Un calciatore fermo da fine febbraio ha diritto a percepire lo stipendio di marzo anche se in quel mese ha prodotto solo, nel migliore dei casi, dirette su Instagram? La domanda scuote le coscienze, anche perché tocca i nervi sensibili e populisti del salvadanaio. «Categoria di privilegiati, dessero tutto in beneficenza agli ospedali!». E perché proprio loro e non gli speculatori di bitcoin? Il calciatore paga sempre il prezzo della sua sovraesposizione. In fondo, lo stipendio elevato non gli è conferito per i minuti lavorati (anche dividendo l’ingaggio per il tempo dell’allenamento si otterrebbe un quoziente altissimo) ma per il valore della sua immagine. Non per caso, il calcio viene irrorato dai diritti televisivi. Cioè i diritti sulle immagini. Bene. Il problema posto dal virus è che le immagini si sono interrotte. Riprenderanno, sì, ma non si sa quando. E non si sa per quanto tempo saranno immagini ‘vendibili’. Cioè stadi pieni, gente festosa, esultanze sotto la curva straboccante, tutto ciò che piace a Sky e affini. Altrimenti non si costruirebbero tribune come quelle della Dacia Arena, che anche quando sono vuote sembrano piene.

Cosa fare:
Prosegui il brano sugli stipendi dei calciatori fermi a causa del virus, partendo da dove si interrompe. I record sono materiale a parte, indipendente dal brano.

Dati forniti:

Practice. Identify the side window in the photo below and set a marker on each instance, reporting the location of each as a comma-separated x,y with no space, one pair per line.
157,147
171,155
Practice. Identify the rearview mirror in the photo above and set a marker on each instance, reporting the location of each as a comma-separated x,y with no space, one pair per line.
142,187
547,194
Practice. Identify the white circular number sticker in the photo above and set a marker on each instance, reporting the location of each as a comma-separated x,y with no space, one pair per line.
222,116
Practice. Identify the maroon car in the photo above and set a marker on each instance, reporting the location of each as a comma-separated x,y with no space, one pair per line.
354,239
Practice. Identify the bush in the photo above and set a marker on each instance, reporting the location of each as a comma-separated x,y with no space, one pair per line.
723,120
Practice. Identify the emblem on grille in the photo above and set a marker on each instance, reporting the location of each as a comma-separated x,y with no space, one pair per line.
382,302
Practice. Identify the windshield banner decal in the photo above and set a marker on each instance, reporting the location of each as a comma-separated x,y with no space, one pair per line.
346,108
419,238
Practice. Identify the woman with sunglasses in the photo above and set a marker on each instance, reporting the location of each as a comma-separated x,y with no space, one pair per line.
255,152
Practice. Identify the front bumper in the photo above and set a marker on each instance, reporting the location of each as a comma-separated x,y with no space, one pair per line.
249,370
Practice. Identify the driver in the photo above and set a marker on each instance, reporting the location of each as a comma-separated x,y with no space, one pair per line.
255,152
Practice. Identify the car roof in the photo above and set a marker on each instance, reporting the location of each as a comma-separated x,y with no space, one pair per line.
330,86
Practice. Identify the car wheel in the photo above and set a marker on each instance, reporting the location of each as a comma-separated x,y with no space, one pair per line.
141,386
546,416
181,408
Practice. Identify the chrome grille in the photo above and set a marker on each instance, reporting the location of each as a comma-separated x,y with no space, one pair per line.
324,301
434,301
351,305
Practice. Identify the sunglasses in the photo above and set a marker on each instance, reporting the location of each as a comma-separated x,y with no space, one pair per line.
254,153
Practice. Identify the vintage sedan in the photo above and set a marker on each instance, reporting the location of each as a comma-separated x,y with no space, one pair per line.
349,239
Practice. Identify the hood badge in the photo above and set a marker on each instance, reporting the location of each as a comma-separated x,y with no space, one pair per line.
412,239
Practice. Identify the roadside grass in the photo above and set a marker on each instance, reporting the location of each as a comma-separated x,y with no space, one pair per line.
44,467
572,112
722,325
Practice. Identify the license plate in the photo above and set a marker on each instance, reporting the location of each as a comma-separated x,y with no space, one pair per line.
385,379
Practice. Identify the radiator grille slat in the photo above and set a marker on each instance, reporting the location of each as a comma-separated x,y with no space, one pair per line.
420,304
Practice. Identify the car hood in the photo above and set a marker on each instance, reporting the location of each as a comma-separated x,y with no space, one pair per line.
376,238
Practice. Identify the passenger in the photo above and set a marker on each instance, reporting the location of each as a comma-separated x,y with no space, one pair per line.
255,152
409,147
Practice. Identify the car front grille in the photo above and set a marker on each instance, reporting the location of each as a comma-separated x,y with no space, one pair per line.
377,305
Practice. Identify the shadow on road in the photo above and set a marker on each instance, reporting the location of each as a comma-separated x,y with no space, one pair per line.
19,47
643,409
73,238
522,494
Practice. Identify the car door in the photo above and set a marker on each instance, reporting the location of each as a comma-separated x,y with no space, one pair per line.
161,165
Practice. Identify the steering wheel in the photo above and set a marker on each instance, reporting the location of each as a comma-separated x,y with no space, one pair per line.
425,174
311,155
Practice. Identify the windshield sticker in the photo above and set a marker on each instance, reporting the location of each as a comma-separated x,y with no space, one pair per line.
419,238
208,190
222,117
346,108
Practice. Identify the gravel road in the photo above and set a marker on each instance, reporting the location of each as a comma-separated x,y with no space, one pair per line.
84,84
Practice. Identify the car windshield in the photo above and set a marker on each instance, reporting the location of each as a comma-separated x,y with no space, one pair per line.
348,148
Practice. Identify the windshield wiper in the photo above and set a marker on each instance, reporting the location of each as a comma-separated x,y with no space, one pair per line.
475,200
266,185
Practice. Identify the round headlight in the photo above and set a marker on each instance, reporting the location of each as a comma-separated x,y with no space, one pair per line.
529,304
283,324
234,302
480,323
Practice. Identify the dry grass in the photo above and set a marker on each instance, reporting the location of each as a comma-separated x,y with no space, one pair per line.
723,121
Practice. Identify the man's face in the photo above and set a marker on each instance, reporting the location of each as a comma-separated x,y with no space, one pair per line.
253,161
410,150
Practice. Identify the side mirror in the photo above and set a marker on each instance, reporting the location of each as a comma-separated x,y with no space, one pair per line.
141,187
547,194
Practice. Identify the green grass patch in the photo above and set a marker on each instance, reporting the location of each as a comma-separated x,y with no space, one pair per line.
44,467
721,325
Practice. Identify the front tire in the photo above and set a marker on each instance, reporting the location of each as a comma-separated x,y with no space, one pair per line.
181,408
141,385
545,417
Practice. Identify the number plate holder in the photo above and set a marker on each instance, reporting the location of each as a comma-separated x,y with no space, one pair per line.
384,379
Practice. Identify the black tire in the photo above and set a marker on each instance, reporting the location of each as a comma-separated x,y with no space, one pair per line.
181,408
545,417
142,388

Risposta:
Il calcio 2020-2021 rischia di essere una stagione a porte chiuse. Se lo sarà davvero, diventerà difficile immaginare il miliardo e due che il calcio italiano si aspetta di ricevere dalle piattaforme televisive. E allora, a cascata, sarà difficile immaginare gli stipendi di oggi, dai 31 milioni di Ronaldo al milione e mezzo di Medel, tutto ovviamente in proporzione. Per i calciatori, poi, sarà vano cercare riparo altrove. Con i principali campionati affetti dallo stesso problema, si potrà espatriare tutt’al più in Medioriente, ma per una legge di mercato fin troppo ovvia l’eccesso di offerta farà calare il valore del bene. Con un danno quasi certo di 300 milioni per i mancati introiti da biglietteria e altrettanti – se va bene – di taglio dei diritti televisivi, il calcio italiano a porte virtualmente chiuse si appresta ad affrontare la più grave austerity dal Secondo dopoguerra.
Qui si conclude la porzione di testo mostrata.